── Provided entries
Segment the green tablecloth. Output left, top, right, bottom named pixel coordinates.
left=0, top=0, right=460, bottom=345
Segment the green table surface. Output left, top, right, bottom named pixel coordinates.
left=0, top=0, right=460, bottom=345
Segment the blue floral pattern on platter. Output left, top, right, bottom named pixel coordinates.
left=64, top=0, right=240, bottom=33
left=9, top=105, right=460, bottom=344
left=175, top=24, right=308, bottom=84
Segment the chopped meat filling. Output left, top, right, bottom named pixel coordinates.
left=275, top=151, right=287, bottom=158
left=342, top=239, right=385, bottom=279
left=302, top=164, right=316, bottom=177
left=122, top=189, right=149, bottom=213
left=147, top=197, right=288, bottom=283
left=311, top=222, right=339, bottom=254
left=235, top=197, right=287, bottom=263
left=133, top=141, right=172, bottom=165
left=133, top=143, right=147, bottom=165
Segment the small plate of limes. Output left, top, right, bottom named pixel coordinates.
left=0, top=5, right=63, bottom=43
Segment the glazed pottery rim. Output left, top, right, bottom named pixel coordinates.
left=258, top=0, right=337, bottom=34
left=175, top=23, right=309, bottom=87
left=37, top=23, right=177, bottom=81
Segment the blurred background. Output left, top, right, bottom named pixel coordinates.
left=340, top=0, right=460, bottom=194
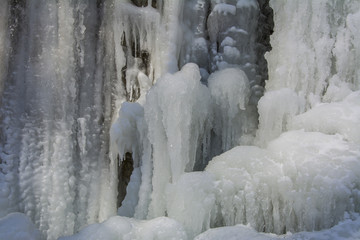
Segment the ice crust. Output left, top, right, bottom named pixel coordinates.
left=208, top=68, right=250, bottom=152
left=59, top=216, right=187, bottom=240
left=0, top=0, right=360, bottom=240
left=0, top=212, right=44, bottom=240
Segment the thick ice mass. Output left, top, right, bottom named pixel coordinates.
left=0, top=0, right=360, bottom=240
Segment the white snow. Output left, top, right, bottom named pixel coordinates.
left=59, top=216, right=187, bottom=240
left=0, top=212, right=43, bottom=240
left=208, top=68, right=250, bottom=151
left=144, top=64, right=211, bottom=217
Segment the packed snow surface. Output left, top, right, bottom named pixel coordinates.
left=0, top=0, right=360, bottom=240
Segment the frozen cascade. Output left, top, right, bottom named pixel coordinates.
left=0, top=0, right=360, bottom=240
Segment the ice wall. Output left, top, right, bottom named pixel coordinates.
left=0, top=0, right=360, bottom=239
left=257, top=1, right=360, bottom=146
left=0, top=1, right=121, bottom=239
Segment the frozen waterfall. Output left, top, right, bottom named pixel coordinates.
left=0, top=0, right=360, bottom=240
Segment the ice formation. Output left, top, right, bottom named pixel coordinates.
left=0, top=0, right=360, bottom=240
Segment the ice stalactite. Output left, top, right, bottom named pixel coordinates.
left=0, top=0, right=360, bottom=240
left=1, top=1, right=125, bottom=239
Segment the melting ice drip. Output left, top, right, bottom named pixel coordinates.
left=0, top=0, right=360, bottom=239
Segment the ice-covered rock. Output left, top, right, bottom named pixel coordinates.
left=144, top=64, right=211, bottom=216
left=208, top=68, right=250, bottom=154
left=59, top=216, right=188, bottom=240
left=0, top=213, right=44, bottom=240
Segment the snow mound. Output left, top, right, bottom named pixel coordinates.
left=0, top=213, right=43, bottom=240
left=59, top=216, right=187, bottom=240
left=289, top=91, right=360, bottom=144
left=194, top=217, right=360, bottom=240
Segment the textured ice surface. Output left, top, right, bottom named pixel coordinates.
left=208, top=68, right=250, bottom=152
left=194, top=216, right=360, bottom=240
left=289, top=91, right=360, bottom=144
left=0, top=213, right=43, bottom=240
left=144, top=64, right=211, bottom=217
left=59, top=216, right=187, bottom=240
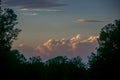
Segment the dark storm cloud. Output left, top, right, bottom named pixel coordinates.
left=4, top=0, right=66, bottom=9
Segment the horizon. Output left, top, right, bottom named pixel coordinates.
left=3, top=0, right=120, bottom=60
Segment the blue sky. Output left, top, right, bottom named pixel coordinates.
left=3, top=0, right=120, bottom=61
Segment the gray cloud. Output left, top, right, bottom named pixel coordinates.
left=4, top=0, right=66, bottom=9
left=76, top=19, right=104, bottom=23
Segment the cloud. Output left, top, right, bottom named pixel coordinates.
left=20, top=8, right=64, bottom=12
left=22, top=13, right=38, bottom=16
left=36, top=34, right=98, bottom=58
left=4, top=0, right=66, bottom=9
left=76, top=19, right=104, bottom=23
left=13, top=43, right=39, bottom=57
left=13, top=34, right=98, bottom=60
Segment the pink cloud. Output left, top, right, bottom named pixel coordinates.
left=13, top=34, right=98, bottom=59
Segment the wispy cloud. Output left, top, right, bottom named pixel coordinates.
left=75, top=19, right=104, bottom=23
left=22, top=13, right=38, bottom=16
left=20, top=8, right=64, bottom=12
left=4, top=0, right=66, bottom=9
left=13, top=34, right=98, bottom=59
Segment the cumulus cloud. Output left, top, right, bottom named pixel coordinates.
left=36, top=34, right=98, bottom=60
left=4, top=0, right=66, bottom=9
left=13, top=34, right=98, bottom=60
left=76, top=19, right=104, bottom=23
left=13, top=43, right=39, bottom=57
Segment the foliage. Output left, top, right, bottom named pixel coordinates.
left=89, top=20, right=120, bottom=80
left=0, top=0, right=21, bottom=49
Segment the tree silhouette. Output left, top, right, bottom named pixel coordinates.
left=89, top=20, right=120, bottom=80
left=0, top=0, right=21, bottom=52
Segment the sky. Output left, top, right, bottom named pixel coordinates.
left=2, top=0, right=120, bottom=60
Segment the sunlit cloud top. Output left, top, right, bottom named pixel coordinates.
left=4, top=0, right=66, bottom=9
left=76, top=19, right=104, bottom=23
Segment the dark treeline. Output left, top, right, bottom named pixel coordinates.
left=0, top=0, right=120, bottom=80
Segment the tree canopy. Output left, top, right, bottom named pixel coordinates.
left=89, top=20, right=120, bottom=80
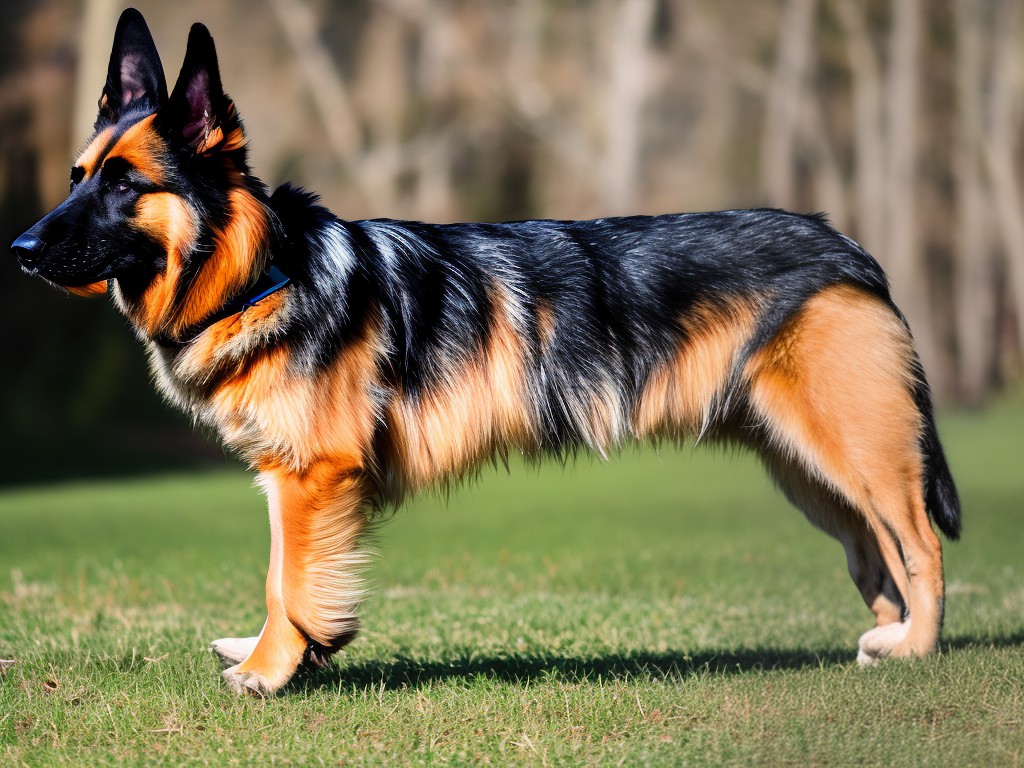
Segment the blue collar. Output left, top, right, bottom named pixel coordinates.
left=153, top=264, right=292, bottom=347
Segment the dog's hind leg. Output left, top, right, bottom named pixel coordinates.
left=215, top=462, right=368, bottom=695
left=210, top=635, right=259, bottom=670
left=763, top=447, right=906, bottom=627
left=746, top=286, right=943, bottom=663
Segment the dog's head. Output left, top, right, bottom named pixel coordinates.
left=12, top=9, right=267, bottom=335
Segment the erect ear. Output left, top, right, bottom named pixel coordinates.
left=95, top=8, right=167, bottom=130
left=159, top=24, right=239, bottom=155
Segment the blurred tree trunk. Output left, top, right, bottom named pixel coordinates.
left=761, top=0, right=815, bottom=208
left=69, top=0, right=120, bottom=154
left=953, top=0, right=997, bottom=404
left=985, top=0, right=1024, bottom=376
left=268, top=0, right=372, bottom=210
left=602, top=0, right=655, bottom=213
left=836, top=0, right=885, bottom=253
left=876, top=0, right=947, bottom=387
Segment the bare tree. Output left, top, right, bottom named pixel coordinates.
left=761, top=0, right=816, bottom=208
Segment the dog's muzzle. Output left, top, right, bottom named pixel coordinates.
left=10, top=232, right=46, bottom=270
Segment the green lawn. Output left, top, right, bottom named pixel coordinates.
left=0, top=404, right=1024, bottom=766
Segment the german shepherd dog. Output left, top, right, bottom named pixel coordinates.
left=12, top=10, right=961, bottom=694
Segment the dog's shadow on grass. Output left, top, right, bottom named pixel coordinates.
left=292, top=630, right=1024, bottom=691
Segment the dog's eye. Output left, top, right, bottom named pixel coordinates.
left=71, top=166, right=85, bottom=191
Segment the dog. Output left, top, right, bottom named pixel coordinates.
left=12, top=9, right=961, bottom=694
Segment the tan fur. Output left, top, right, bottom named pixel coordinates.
left=68, top=280, right=108, bottom=296
left=387, top=289, right=538, bottom=488
left=748, top=286, right=943, bottom=655
left=170, top=187, right=269, bottom=334
left=75, top=126, right=114, bottom=178
left=124, top=191, right=199, bottom=337
left=103, top=115, right=164, bottom=184
left=633, top=302, right=754, bottom=438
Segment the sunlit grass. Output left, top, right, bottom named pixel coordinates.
left=0, top=406, right=1024, bottom=765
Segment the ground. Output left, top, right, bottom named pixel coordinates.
left=0, top=402, right=1024, bottom=766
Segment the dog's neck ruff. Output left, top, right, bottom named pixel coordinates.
left=153, top=263, right=292, bottom=347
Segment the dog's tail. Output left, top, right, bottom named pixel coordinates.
left=913, top=362, right=961, bottom=541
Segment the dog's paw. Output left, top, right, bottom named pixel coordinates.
left=220, top=665, right=281, bottom=698
left=210, top=637, right=259, bottom=670
left=857, top=618, right=910, bottom=667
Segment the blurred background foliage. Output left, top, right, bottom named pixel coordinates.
left=0, top=0, right=1024, bottom=482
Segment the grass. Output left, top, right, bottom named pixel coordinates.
left=0, top=404, right=1024, bottom=766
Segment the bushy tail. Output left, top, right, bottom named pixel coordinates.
left=914, top=370, right=961, bottom=541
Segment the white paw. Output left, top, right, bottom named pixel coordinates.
left=220, top=665, right=280, bottom=698
left=857, top=618, right=910, bottom=667
left=210, top=637, right=259, bottom=669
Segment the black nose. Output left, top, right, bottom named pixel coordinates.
left=10, top=232, right=46, bottom=266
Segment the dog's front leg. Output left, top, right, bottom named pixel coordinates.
left=213, top=460, right=367, bottom=695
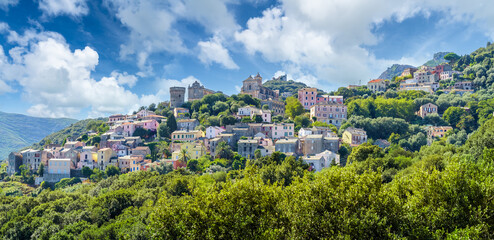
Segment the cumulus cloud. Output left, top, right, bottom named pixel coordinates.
left=0, top=0, right=19, bottom=11
left=106, top=0, right=238, bottom=71
left=39, top=0, right=89, bottom=17
left=0, top=26, right=171, bottom=117
left=110, top=71, right=137, bottom=87
left=235, top=0, right=494, bottom=89
left=197, top=37, right=239, bottom=69
left=155, top=76, right=202, bottom=99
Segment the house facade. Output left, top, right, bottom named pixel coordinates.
left=310, top=103, right=347, bottom=127
left=343, top=127, right=367, bottom=147
left=416, top=103, right=438, bottom=118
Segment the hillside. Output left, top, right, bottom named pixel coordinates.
left=262, top=79, right=324, bottom=95
left=32, top=118, right=107, bottom=148
left=0, top=112, right=77, bottom=160
left=378, top=64, right=414, bottom=79
left=423, top=52, right=450, bottom=67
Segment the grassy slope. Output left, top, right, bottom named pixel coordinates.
left=0, top=112, right=77, bottom=160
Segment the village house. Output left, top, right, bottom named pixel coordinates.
left=260, top=110, right=271, bottom=123
left=173, top=107, right=189, bottom=119
left=136, top=109, right=156, bottom=118
left=310, top=103, right=347, bottom=127
left=261, top=98, right=285, bottom=116
left=455, top=81, right=473, bottom=90
left=237, top=106, right=259, bottom=118
left=373, top=139, right=391, bottom=149
left=171, top=130, right=204, bottom=142
left=177, top=119, right=199, bottom=131
left=416, top=103, right=438, bottom=118
left=298, top=88, right=317, bottom=110
left=401, top=68, right=417, bottom=78
left=172, top=143, right=207, bottom=160
left=97, top=148, right=118, bottom=170
left=427, top=126, right=453, bottom=138
left=63, top=141, right=86, bottom=149
left=7, top=152, right=22, bottom=175
left=271, top=123, right=295, bottom=139
left=274, top=138, right=302, bottom=156
left=20, top=149, right=41, bottom=171
left=43, top=158, right=71, bottom=182
left=298, top=127, right=338, bottom=138
left=206, top=126, right=225, bottom=139
left=343, top=127, right=367, bottom=147
left=367, top=79, right=389, bottom=93
left=108, top=114, right=127, bottom=125
left=302, top=156, right=326, bottom=172
left=240, top=73, right=279, bottom=100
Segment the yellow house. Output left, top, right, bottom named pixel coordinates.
left=172, top=143, right=206, bottom=160
left=172, top=130, right=204, bottom=142
left=98, top=148, right=117, bottom=170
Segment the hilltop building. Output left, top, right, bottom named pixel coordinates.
left=188, top=81, right=216, bottom=102
left=170, top=87, right=185, bottom=108
left=240, top=73, right=279, bottom=100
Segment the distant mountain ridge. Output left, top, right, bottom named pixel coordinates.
left=378, top=64, right=414, bottom=79
left=423, top=52, right=450, bottom=67
left=0, top=112, right=77, bottom=160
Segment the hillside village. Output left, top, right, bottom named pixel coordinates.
left=7, top=47, right=492, bottom=185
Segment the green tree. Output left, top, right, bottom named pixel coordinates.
left=348, top=143, right=384, bottom=163
left=187, top=159, right=201, bottom=172
left=81, top=166, right=93, bottom=178
left=285, top=97, right=305, bottom=119
left=443, top=107, right=466, bottom=128
left=166, top=114, right=177, bottom=134
left=105, top=165, right=120, bottom=177
left=38, top=163, right=45, bottom=177
left=220, top=116, right=237, bottom=126
left=254, top=114, right=262, bottom=123
left=216, top=141, right=233, bottom=159
left=157, top=122, right=170, bottom=139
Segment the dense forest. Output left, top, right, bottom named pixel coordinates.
left=0, top=45, right=494, bottom=239
left=0, top=120, right=494, bottom=239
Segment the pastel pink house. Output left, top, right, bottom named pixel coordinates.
left=298, top=88, right=317, bottom=110
left=271, top=123, right=295, bottom=139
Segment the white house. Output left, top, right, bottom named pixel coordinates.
left=237, top=106, right=259, bottom=117
left=48, top=158, right=70, bottom=174
left=206, top=126, right=225, bottom=139
left=260, top=110, right=271, bottom=123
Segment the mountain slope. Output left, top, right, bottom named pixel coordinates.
left=424, top=52, right=450, bottom=67
left=0, top=112, right=77, bottom=160
left=378, top=64, right=414, bottom=79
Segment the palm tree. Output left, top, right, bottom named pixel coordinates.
left=178, top=148, right=190, bottom=163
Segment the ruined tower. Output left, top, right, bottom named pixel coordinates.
left=170, top=87, right=185, bottom=108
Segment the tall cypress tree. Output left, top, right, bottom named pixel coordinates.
left=166, top=113, right=177, bottom=133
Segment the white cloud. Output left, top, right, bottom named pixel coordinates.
left=155, top=76, right=202, bottom=100
left=0, top=0, right=19, bottom=11
left=0, top=27, right=166, bottom=117
left=110, top=71, right=137, bottom=87
left=235, top=0, right=494, bottom=89
left=107, top=0, right=239, bottom=71
left=197, top=37, right=239, bottom=69
left=39, top=0, right=89, bottom=17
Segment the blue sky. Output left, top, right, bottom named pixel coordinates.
left=0, top=0, right=494, bottom=119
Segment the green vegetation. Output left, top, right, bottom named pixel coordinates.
left=183, top=93, right=261, bottom=127
left=0, top=112, right=77, bottom=160
left=262, top=79, right=308, bottom=96
left=378, top=64, right=414, bottom=79
left=423, top=52, right=450, bottom=67
left=0, top=120, right=494, bottom=239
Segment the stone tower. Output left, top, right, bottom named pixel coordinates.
left=170, top=87, right=185, bottom=108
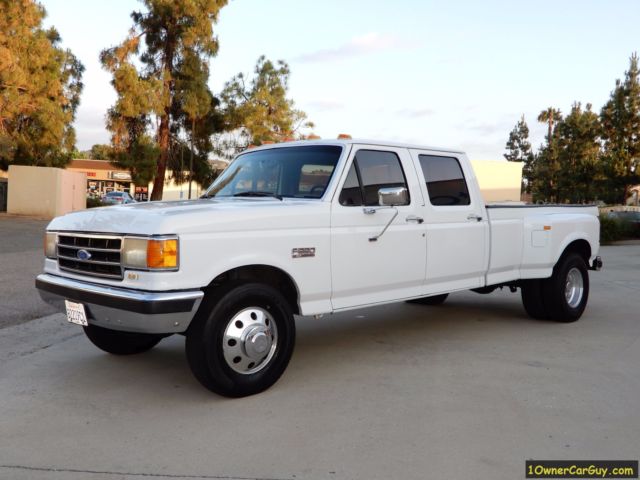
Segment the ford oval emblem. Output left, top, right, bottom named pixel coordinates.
left=77, top=250, right=91, bottom=260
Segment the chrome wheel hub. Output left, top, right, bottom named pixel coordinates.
left=222, top=307, right=278, bottom=375
left=564, top=267, right=584, bottom=308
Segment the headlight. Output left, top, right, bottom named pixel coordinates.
left=122, top=237, right=178, bottom=270
left=44, top=232, right=58, bottom=258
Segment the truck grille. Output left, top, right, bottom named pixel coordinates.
left=58, top=234, right=123, bottom=280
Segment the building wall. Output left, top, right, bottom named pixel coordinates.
left=7, top=165, right=87, bottom=218
left=471, top=160, right=522, bottom=203
left=154, top=178, right=203, bottom=201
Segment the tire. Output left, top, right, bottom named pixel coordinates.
left=186, top=283, right=295, bottom=397
left=407, top=293, right=449, bottom=305
left=542, top=253, right=589, bottom=323
left=520, top=279, right=549, bottom=320
left=83, top=325, right=165, bottom=355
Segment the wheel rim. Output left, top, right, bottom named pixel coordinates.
left=564, top=267, right=584, bottom=308
left=222, top=307, right=278, bottom=375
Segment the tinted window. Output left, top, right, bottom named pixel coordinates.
left=298, top=164, right=334, bottom=198
left=340, top=162, right=362, bottom=207
left=419, top=155, right=471, bottom=205
left=340, top=150, right=409, bottom=206
left=205, top=145, right=342, bottom=198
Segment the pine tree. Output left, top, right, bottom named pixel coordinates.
left=101, top=0, right=228, bottom=200
left=504, top=115, right=534, bottom=193
left=532, top=107, right=562, bottom=202
left=221, top=56, right=313, bottom=154
left=0, top=0, right=84, bottom=170
left=556, top=102, right=602, bottom=203
left=600, top=53, right=640, bottom=203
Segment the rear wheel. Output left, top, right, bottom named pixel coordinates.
left=542, top=253, right=589, bottom=322
left=186, top=283, right=295, bottom=397
left=520, top=278, right=549, bottom=320
left=521, top=253, right=589, bottom=322
left=407, top=293, right=449, bottom=305
left=84, top=325, right=164, bottom=355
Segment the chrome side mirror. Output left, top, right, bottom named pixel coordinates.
left=378, top=187, right=409, bottom=207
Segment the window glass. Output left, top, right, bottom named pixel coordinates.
left=298, top=164, right=334, bottom=198
left=355, top=150, right=409, bottom=206
left=205, top=145, right=342, bottom=198
left=340, top=162, right=362, bottom=207
left=419, top=155, right=471, bottom=206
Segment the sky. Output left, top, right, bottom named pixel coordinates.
left=41, top=0, right=640, bottom=160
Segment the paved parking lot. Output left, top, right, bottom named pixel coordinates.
left=0, top=213, right=54, bottom=328
left=0, top=222, right=640, bottom=480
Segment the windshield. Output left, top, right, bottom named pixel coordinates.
left=204, top=145, right=342, bottom=198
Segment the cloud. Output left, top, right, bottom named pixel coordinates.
left=305, top=100, right=345, bottom=112
left=294, top=32, right=407, bottom=63
left=396, top=108, right=436, bottom=118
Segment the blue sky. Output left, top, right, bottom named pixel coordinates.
left=42, top=0, right=640, bottom=159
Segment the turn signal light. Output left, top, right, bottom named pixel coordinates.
left=147, top=238, right=178, bottom=268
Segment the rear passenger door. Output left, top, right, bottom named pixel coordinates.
left=331, top=145, right=426, bottom=309
left=411, top=150, right=489, bottom=294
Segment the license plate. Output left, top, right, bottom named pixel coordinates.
left=64, top=300, right=89, bottom=327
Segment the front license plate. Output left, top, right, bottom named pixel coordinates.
left=64, top=300, right=89, bottom=327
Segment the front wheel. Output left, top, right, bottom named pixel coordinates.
left=186, top=283, right=295, bottom=397
left=83, top=325, right=164, bottom=355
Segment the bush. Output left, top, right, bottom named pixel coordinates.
left=87, top=197, right=104, bottom=208
left=600, top=214, right=640, bottom=243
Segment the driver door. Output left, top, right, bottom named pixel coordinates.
left=331, top=145, right=426, bottom=310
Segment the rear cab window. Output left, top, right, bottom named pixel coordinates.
left=418, top=154, right=471, bottom=207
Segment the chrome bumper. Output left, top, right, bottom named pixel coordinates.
left=36, top=273, right=204, bottom=333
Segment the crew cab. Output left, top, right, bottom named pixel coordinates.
left=36, top=139, right=602, bottom=397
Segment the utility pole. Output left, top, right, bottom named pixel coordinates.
left=189, top=117, right=196, bottom=200
left=180, top=142, right=184, bottom=200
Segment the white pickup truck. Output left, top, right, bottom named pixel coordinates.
left=36, top=139, right=602, bottom=397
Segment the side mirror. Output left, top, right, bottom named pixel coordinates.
left=378, top=187, right=409, bottom=207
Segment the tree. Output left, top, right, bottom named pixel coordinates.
left=101, top=0, right=228, bottom=200
left=218, top=56, right=313, bottom=153
left=504, top=115, right=534, bottom=193
left=84, top=143, right=112, bottom=160
left=556, top=102, right=603, bottom=203
left=532, top=107, right=562, bottom=202
left=600, top=53, right=640, bottom=203
left=0, top=0, right=84, bottom=170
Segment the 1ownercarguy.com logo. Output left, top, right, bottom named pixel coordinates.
left=526, top=460, right=638, bottom=478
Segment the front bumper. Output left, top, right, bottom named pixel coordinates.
left=36, top=273, right=204, bottom=334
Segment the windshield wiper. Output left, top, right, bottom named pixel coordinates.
left=233, top=190, right=282, bottom=200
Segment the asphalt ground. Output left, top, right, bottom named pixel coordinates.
left=0, top=214, right=55, bottom=328
left=0, top=220, right=640, bottom=480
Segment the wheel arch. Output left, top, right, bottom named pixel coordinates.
left=204, top=264, right=300, bottom=315
left=556, top=238, right=592, bottom=266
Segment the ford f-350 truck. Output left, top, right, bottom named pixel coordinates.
left=36, top=139, right=602, bottom=397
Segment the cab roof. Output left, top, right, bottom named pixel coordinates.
left=242, top=138, right=464, bottom=153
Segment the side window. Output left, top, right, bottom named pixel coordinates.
left=297, top=163, right=334, bottom=198
left=340, top=150, right=410, bottom=206
left=340, top=162, right=362, bottom=207
left=419, top=155, right=471, bottom=206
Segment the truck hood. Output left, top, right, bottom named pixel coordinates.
left=47, top=198, right=329, bottom=235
────
### Written task
Rescale everything from the line containing "Segment the melting" down to the line containing "left=194, top=217, right=360, bottom=240": repeat those lines, requests included, with each bounding-box coordinate multiplied by 0.6 and rounded to a whole number, halves rounding up.

### The reply
Segment the melting ice drip. Output left, top, right, bottom named pixel coordinates.
left=0, top=0, right=216, bottom=143
Segment the ice-covered rock. Output left, top, right, bottom named pixel coordinates.
left=86, top=38, right=127, bottom=130
left=125, top=41, right=150, bottom=92
left=35, top=130, right=113, bottom=144
left=0, top=128, right=26, bottom=144
Segment the snow mound. Output left, top, right, bottom named pixel coordinates.
left=0, top=128, right=26, bottom=144
left=35, top=130, right=112, bottom=144
left=173, top=55, right=216, bottom=86
left=116, top=130, right=216, bottom=144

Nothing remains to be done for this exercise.